What is asked: Lay out as a numbered list the lines of the items below that begin at the line containing "form x=764, y=804." and stop after the line containing "x=677, y=273", leaving out any blank lines.

***** Listed entries *****

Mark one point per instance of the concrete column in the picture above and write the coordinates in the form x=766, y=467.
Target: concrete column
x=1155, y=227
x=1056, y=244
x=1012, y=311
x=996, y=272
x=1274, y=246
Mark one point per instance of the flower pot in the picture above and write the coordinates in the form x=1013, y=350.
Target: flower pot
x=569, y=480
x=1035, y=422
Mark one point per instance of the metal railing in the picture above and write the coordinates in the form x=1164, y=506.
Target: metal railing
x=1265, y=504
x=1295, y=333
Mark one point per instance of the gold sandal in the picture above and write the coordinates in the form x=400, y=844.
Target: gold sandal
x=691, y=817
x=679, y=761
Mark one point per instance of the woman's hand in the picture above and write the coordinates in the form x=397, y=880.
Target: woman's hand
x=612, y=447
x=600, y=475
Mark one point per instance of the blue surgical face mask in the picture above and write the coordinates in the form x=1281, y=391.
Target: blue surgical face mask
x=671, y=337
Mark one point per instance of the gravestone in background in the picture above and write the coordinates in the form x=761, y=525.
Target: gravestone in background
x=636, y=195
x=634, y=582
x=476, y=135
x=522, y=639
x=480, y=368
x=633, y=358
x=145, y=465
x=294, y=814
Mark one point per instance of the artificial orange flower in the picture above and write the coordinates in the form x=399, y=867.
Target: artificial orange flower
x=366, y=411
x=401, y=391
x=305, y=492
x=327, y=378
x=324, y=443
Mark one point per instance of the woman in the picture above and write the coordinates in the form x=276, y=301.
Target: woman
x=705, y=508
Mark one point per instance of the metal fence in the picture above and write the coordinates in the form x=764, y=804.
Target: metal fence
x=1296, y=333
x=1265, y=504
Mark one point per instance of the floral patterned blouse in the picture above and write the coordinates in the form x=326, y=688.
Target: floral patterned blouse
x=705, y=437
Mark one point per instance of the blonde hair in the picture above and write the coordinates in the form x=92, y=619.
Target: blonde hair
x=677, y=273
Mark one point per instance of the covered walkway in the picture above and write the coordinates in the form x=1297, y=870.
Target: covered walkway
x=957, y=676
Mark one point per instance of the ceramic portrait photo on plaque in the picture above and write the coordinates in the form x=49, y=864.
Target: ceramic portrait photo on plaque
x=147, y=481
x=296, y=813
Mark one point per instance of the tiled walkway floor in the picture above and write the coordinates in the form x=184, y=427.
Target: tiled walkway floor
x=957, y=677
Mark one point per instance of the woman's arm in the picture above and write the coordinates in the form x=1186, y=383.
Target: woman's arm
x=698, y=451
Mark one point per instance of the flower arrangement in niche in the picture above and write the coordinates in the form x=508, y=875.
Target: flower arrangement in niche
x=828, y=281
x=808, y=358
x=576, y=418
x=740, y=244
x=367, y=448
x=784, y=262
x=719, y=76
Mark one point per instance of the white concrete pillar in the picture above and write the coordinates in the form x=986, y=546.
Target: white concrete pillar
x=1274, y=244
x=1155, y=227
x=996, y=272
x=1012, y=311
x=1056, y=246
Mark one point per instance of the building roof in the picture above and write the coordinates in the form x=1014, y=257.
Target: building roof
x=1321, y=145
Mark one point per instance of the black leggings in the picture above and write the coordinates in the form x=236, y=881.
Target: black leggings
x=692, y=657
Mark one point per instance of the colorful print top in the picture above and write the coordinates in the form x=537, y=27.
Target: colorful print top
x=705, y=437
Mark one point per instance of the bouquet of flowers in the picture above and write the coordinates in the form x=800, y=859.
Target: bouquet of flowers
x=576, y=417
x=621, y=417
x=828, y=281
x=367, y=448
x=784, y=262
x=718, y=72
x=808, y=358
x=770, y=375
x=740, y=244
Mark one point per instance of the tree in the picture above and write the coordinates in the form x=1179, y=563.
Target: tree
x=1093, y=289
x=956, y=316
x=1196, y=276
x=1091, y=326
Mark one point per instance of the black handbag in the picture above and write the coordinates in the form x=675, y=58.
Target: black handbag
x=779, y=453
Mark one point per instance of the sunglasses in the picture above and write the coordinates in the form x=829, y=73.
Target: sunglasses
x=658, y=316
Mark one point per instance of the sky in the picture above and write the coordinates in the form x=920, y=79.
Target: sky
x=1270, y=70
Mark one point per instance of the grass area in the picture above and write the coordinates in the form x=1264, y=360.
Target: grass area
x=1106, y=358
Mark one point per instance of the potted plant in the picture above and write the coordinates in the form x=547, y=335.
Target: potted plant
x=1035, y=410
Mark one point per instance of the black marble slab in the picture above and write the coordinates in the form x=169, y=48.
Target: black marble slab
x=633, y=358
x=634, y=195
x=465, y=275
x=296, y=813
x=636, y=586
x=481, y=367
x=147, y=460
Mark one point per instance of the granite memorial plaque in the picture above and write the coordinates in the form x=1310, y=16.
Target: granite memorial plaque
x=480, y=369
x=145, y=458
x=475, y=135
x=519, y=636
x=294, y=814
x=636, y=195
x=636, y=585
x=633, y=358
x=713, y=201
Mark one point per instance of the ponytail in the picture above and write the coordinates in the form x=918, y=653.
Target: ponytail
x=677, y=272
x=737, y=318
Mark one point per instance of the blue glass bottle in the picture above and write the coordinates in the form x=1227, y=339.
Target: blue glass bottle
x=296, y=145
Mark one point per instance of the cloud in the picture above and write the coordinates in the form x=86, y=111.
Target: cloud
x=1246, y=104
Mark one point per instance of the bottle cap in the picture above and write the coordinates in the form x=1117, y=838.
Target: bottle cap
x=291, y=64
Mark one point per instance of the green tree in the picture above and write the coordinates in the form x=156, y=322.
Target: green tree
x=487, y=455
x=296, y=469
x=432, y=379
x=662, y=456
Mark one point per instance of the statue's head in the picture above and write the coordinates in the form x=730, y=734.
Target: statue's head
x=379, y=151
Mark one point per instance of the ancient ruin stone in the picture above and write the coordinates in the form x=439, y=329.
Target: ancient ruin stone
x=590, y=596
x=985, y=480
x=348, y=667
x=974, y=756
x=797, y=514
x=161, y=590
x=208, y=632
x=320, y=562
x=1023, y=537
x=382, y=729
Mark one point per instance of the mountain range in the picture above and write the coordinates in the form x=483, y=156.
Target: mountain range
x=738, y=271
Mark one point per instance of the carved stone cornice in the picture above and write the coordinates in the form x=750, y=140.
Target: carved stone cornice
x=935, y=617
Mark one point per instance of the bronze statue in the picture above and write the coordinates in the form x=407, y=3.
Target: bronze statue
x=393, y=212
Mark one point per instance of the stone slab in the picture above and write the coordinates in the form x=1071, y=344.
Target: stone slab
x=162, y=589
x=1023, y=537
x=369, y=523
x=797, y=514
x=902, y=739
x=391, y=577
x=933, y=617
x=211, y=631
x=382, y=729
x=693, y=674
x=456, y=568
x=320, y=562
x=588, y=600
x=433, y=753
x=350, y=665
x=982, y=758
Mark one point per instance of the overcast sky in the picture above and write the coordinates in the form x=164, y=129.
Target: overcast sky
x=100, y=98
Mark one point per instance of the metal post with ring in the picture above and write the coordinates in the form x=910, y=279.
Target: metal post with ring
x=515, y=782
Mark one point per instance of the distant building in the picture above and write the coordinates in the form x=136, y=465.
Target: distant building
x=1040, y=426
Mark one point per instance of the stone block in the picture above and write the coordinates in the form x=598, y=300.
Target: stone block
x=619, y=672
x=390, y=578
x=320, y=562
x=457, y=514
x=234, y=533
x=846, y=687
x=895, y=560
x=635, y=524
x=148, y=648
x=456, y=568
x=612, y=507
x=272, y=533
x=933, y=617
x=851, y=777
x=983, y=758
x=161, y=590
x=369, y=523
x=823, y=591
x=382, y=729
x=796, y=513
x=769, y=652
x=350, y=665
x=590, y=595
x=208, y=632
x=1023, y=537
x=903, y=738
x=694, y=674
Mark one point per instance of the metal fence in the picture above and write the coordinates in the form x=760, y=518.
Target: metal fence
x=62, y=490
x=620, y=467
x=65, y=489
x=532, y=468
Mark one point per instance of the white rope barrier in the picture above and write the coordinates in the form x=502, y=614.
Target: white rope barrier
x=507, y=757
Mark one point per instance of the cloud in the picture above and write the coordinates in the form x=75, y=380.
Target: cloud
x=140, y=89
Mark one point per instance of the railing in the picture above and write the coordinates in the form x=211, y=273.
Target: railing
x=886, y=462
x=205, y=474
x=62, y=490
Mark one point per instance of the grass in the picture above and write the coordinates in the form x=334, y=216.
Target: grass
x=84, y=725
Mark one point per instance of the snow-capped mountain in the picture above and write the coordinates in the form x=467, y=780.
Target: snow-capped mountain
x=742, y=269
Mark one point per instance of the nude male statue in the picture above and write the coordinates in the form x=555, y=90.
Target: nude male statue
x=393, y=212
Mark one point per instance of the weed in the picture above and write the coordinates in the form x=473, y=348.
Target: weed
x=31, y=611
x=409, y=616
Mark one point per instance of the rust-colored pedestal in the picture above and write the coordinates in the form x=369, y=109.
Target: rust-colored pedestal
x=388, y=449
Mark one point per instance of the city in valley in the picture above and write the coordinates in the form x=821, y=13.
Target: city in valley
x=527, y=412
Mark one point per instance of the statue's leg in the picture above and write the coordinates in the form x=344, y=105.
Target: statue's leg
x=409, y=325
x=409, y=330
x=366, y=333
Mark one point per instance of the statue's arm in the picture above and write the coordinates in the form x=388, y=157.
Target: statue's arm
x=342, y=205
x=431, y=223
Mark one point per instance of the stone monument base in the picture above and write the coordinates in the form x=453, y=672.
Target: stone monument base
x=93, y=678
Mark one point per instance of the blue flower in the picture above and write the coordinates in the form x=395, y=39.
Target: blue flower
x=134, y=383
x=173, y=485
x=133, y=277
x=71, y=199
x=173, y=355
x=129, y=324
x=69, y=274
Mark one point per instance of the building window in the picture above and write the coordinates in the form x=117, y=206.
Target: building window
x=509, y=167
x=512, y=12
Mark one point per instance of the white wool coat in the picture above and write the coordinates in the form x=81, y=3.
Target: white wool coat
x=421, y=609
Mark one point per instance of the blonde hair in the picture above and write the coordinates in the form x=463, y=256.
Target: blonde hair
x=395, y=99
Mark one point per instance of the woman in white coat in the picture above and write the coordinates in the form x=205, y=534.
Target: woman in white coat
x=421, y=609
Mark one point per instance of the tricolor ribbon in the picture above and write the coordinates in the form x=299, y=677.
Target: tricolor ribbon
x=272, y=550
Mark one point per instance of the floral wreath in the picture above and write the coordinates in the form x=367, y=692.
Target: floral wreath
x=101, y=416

*****

Full answer:
1. Mark one point per instance of the metal fence in the picture above and write the coordinates in the form x=764, y=804.
2. Target: metal fence
3. x=1296, y=333
4. x=1265, y=504
5. Mark one point per instance of the floral patterned blouse in the picture above and write the coordinates in the form x=326, y=688.
6. Target: floral patterned blouse
7. x=705, y=437
8. Mark one point per instance of the blonde hair in the picture above and write the coordinates in the form x=92, y=619.
9. Target: blonde hair
10. x=677, y=273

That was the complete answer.